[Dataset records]

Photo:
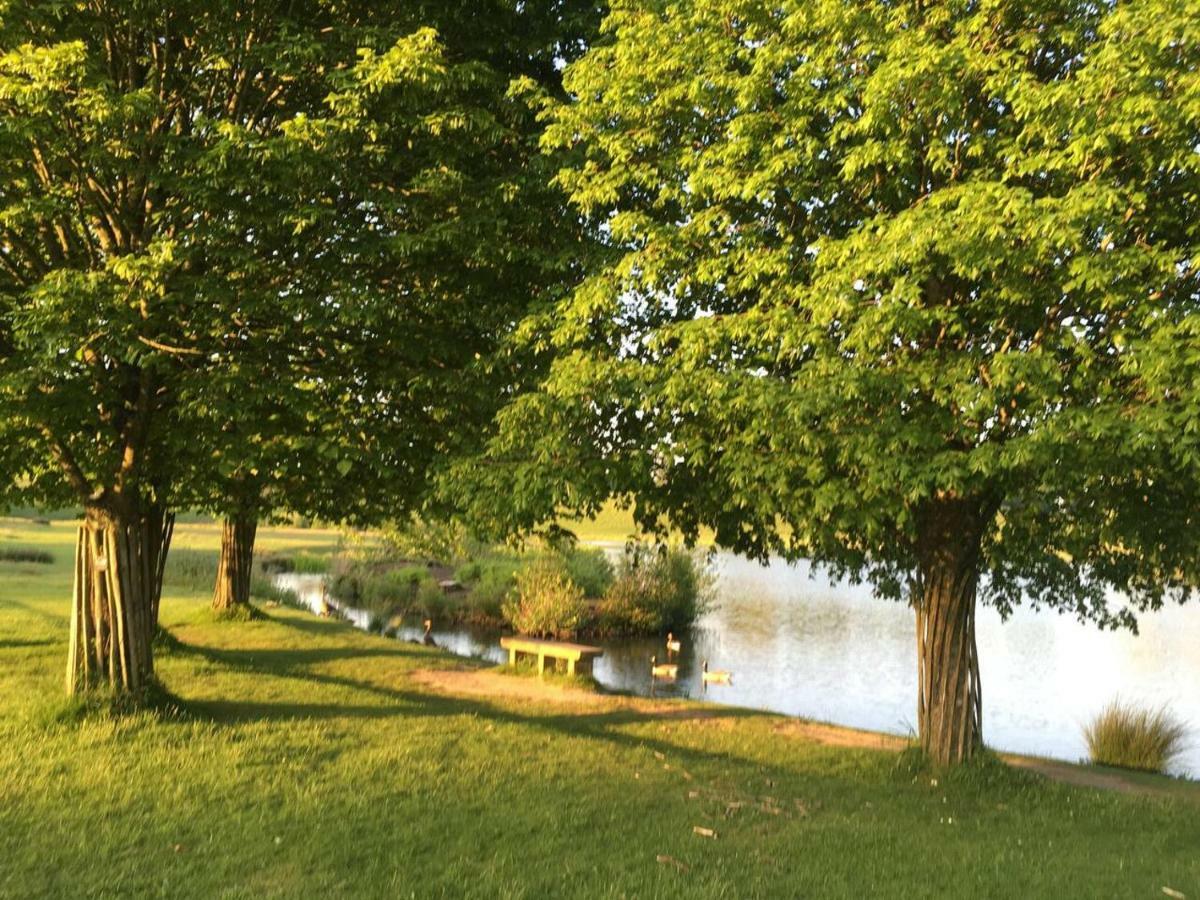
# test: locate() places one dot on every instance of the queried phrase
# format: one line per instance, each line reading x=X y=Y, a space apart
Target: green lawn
x=309 y=762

[Exercise goal]
Exactly as given, transcribe every line of the data, but not its images.

[Answer space]
Photo:
# test: locate() places one dot on every instance of the queried phrase
# format: one line per instance, each line reading x=X y=Y, a space apart
Target: green lawn
x=309 y=762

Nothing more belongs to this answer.